▶
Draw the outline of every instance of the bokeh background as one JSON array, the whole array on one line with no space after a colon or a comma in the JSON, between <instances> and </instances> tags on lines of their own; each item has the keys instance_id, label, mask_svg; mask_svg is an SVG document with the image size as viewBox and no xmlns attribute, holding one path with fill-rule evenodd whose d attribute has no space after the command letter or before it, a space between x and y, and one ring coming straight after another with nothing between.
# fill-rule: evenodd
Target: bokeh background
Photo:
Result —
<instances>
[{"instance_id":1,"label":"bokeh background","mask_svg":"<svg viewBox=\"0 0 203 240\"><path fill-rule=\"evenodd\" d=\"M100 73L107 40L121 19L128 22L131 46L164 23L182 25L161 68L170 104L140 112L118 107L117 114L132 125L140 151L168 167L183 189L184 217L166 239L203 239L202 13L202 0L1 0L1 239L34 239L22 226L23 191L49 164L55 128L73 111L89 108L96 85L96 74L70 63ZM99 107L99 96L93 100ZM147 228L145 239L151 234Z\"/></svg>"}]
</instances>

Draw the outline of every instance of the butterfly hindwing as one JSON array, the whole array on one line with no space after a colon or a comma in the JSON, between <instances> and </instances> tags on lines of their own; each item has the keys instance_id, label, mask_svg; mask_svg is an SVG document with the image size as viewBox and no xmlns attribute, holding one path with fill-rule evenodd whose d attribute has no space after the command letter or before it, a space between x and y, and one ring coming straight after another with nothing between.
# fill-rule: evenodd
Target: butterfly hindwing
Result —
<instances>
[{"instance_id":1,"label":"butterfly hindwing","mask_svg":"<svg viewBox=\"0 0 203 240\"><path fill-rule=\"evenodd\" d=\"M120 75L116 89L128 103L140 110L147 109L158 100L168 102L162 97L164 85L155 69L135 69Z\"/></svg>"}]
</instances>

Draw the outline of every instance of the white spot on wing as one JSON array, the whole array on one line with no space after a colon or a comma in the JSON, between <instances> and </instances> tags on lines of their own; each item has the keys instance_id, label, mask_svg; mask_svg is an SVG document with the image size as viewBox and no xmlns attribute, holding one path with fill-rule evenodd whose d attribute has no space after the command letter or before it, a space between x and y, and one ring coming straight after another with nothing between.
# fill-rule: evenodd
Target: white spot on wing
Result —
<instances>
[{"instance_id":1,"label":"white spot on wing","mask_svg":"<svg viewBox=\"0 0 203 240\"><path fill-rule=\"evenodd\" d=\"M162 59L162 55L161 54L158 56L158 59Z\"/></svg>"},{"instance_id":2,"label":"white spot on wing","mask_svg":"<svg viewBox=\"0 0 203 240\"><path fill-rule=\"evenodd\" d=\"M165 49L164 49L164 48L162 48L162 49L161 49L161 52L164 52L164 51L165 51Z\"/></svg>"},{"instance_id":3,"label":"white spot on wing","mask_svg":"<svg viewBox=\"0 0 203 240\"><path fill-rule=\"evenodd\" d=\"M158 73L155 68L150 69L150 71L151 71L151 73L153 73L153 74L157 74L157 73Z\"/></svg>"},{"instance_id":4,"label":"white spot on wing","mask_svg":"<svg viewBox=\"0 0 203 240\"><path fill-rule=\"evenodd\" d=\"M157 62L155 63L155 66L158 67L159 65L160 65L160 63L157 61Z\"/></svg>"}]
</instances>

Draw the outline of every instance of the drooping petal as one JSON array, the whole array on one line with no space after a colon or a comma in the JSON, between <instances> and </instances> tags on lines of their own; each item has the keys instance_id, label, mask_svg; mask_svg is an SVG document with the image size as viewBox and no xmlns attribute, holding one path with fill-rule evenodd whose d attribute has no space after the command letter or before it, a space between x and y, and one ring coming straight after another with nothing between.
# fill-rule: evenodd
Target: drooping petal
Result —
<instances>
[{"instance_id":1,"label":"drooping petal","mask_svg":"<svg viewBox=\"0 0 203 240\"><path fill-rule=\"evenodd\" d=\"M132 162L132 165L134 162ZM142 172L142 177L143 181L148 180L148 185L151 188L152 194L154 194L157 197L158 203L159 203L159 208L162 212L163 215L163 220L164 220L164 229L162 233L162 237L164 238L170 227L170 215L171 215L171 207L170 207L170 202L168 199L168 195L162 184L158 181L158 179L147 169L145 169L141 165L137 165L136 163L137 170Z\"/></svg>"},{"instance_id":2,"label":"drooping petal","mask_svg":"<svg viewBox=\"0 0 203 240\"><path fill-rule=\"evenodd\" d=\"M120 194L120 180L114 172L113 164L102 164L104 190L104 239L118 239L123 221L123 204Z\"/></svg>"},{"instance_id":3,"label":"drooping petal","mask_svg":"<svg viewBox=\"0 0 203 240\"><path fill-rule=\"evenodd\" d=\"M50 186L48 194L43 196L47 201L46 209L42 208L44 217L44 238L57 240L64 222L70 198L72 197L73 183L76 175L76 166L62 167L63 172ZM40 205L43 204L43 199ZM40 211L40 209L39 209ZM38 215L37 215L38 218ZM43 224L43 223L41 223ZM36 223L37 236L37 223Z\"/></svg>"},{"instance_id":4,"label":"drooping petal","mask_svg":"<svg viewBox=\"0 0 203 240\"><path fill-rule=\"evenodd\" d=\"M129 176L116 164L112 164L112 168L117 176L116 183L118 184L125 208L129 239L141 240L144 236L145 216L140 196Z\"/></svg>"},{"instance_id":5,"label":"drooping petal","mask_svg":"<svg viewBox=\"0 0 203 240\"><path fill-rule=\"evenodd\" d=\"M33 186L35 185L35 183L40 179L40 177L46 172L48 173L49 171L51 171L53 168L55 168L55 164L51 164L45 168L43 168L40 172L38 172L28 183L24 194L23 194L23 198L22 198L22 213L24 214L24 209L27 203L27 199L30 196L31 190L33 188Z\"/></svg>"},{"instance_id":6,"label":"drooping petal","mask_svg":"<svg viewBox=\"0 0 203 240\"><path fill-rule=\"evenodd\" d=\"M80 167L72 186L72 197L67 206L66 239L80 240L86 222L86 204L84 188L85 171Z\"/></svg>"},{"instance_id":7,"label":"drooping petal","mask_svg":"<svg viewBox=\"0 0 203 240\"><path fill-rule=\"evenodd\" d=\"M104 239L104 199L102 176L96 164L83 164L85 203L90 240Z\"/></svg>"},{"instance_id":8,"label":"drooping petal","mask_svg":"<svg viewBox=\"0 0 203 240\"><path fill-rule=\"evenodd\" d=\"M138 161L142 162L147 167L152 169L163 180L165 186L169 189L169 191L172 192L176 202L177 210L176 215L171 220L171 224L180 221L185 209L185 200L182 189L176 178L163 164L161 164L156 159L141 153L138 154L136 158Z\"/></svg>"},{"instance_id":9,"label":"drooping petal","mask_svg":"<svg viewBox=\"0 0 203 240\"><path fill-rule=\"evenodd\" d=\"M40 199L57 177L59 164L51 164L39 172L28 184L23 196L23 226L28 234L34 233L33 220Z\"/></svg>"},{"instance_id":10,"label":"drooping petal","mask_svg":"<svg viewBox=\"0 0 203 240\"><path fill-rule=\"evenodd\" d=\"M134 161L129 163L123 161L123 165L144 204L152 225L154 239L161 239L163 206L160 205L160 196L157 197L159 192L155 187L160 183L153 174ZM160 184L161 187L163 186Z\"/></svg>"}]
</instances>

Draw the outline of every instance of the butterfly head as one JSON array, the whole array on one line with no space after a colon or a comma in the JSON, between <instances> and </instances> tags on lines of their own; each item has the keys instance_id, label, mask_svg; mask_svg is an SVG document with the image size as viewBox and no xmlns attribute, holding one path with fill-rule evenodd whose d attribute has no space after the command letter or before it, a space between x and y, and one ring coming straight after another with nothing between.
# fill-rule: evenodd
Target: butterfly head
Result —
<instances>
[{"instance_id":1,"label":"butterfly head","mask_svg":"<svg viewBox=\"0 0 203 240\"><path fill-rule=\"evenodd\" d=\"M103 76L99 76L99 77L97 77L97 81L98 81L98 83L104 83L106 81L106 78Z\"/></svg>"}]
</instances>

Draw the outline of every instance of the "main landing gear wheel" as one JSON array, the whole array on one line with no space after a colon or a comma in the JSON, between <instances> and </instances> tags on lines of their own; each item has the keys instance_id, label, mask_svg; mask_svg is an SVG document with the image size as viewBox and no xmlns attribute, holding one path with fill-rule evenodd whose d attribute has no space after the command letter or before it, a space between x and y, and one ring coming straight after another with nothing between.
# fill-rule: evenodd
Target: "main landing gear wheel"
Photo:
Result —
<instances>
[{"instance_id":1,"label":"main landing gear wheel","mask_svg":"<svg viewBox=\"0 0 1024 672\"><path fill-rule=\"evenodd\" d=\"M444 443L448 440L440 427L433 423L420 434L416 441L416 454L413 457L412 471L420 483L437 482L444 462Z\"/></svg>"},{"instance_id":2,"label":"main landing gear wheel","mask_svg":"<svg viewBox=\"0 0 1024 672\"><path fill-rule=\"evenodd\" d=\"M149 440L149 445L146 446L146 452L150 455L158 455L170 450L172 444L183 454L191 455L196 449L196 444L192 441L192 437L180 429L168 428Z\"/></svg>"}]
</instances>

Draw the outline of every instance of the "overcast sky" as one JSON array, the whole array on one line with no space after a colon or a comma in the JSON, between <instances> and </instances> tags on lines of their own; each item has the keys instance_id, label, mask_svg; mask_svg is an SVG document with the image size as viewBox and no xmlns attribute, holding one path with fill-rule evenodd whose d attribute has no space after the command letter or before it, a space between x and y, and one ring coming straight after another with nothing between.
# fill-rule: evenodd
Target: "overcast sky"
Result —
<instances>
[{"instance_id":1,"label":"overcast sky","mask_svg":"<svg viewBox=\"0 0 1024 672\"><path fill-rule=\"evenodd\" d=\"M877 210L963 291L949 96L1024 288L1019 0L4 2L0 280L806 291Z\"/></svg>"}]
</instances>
◀
▶
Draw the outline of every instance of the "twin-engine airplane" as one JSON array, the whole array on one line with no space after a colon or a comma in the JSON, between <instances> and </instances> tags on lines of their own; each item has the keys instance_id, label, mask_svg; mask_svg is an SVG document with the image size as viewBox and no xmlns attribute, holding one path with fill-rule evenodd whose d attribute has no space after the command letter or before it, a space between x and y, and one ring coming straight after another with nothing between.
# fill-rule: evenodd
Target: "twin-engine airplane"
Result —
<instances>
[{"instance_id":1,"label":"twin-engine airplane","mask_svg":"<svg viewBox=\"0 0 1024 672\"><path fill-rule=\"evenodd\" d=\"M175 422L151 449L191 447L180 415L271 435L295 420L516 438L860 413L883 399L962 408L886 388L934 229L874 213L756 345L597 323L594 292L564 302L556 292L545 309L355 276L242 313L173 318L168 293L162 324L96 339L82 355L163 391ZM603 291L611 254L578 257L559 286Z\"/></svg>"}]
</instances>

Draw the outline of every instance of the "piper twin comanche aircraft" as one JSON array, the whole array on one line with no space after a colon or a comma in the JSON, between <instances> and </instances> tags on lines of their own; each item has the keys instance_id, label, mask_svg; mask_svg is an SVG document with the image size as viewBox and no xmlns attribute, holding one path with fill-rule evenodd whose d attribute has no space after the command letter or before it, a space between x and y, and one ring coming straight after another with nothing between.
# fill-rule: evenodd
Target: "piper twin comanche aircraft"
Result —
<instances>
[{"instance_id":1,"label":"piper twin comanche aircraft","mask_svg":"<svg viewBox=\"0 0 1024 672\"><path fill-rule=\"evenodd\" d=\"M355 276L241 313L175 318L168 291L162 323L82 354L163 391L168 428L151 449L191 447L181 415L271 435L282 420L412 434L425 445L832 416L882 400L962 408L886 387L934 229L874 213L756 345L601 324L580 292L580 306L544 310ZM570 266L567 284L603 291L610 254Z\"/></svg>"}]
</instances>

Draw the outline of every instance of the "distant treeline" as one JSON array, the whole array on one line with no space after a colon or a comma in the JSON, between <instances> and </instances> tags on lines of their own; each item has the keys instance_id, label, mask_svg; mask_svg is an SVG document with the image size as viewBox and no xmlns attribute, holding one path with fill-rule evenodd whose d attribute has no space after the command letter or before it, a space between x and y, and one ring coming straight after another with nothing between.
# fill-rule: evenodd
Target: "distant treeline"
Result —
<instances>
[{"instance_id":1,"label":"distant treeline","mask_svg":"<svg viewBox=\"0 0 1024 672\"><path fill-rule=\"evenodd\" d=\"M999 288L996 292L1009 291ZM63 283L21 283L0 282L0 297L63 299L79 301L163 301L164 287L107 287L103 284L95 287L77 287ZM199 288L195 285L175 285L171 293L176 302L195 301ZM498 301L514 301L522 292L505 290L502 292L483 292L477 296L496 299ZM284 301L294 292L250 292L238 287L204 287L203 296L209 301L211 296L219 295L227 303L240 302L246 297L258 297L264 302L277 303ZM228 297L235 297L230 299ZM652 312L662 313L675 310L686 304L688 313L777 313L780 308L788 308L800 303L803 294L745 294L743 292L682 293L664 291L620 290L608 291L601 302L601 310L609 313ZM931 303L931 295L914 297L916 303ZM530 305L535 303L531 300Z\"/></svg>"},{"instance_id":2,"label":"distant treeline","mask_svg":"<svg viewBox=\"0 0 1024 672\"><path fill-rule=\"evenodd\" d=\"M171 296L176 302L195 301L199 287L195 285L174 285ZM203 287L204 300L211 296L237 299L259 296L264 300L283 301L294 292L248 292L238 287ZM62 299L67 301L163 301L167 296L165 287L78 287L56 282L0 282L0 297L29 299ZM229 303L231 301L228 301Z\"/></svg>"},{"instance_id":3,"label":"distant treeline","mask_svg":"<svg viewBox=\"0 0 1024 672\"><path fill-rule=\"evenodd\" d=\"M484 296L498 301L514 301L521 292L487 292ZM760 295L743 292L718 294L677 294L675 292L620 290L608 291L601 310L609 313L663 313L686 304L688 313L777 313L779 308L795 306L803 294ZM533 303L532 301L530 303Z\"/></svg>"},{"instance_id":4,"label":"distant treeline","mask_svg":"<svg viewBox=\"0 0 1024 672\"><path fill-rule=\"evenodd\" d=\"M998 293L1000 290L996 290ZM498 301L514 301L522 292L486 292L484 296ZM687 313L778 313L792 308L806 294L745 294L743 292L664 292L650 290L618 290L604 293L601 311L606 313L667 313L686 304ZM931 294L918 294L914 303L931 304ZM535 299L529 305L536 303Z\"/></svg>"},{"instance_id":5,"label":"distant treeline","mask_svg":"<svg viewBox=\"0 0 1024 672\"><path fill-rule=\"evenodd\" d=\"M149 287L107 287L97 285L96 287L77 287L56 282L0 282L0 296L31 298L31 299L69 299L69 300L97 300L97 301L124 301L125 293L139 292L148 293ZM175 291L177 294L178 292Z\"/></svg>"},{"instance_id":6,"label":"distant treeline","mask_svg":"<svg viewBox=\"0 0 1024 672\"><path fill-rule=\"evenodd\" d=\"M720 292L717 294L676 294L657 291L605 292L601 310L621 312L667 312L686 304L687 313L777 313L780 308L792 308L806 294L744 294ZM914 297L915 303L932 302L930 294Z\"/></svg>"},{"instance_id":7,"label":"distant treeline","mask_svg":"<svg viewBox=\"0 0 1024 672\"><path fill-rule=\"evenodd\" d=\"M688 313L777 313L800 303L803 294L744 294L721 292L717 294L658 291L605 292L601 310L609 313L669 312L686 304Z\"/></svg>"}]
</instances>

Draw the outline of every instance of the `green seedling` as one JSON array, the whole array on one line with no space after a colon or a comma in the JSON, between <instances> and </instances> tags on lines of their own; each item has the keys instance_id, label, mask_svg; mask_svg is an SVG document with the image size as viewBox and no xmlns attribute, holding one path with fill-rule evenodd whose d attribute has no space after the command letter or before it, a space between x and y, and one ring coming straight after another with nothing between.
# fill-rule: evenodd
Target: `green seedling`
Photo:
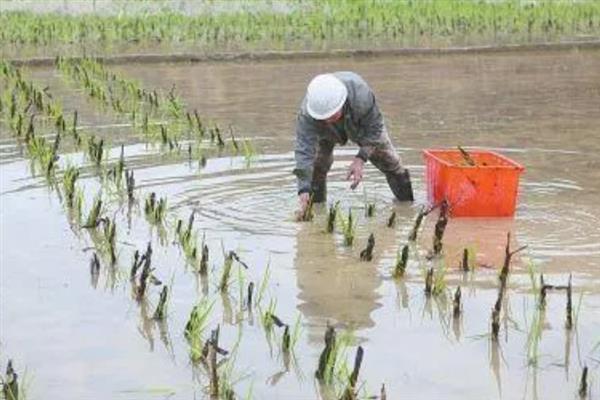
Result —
◀
Assigned task:
Every line above that includes the word "Target" should be listed.

Answer section:
Target: bokeh background
Target: butterfly hindwing
Target: white spot on wing
Target: drooping petal
Target: butterfly head
Target: "main landing gear wheel"
Target: "overcast sky"
Target: "twin-engine airplane"
Target: "piper twin comanche aircraft"
Target: "distant treeline"
Target: `green seedling`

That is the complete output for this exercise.